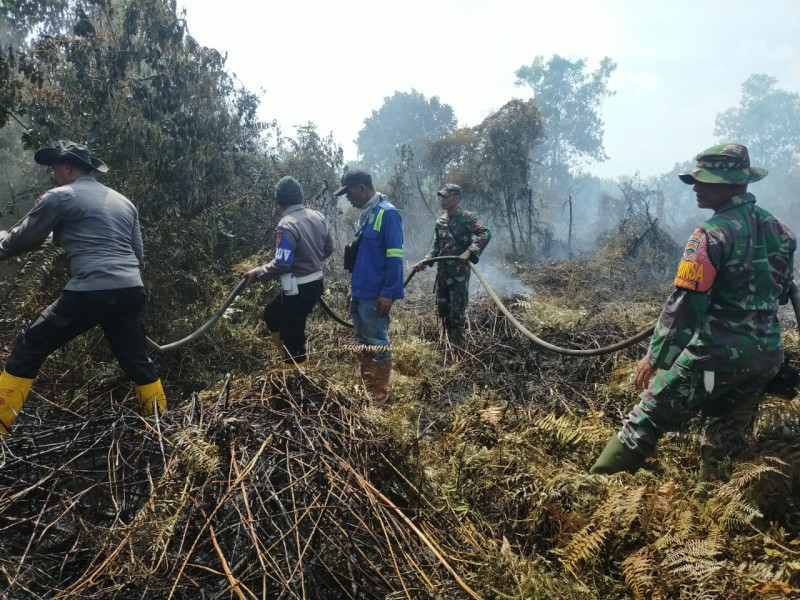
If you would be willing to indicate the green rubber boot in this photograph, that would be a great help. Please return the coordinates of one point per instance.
(616, 458)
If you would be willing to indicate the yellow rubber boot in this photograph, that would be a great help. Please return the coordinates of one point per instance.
(13, 392)
(149, 396)
(276, 339)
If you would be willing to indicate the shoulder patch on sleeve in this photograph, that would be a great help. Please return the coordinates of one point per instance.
(696, 272)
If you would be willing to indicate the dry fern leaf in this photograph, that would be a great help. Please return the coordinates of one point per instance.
(585, 545)
(639, 570)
────────────────────────────────────────
## The task:
Please set out the lines above as a numbered list, skipping any blank lines and leaving the pictures out.

## Written solution:
1. If you would be willing to indicate the green rubber boot in this photograph, that would be a great help. Please return the coordinates of one point per instance.
2. (616, 458)
3. If you would be willing to indicate the yellow rubber boot in this photograph, that would be a great help. Please return the coordinates of one point per instance.
4. (13, 392)
5. (149, 396)
6. (276, 339)
7. If you would be willing to indicate the shoulder patch on sleeve in this photograph, that would be a great help. Please return the coordinates of one point per instance.
8. (696, 272)
9. If you would be willing to indicate the dry fern leaf in this photograph, that would be a great help. Please return the coordinates of one point per instance.
10. (585, 545)
11. (639, 570)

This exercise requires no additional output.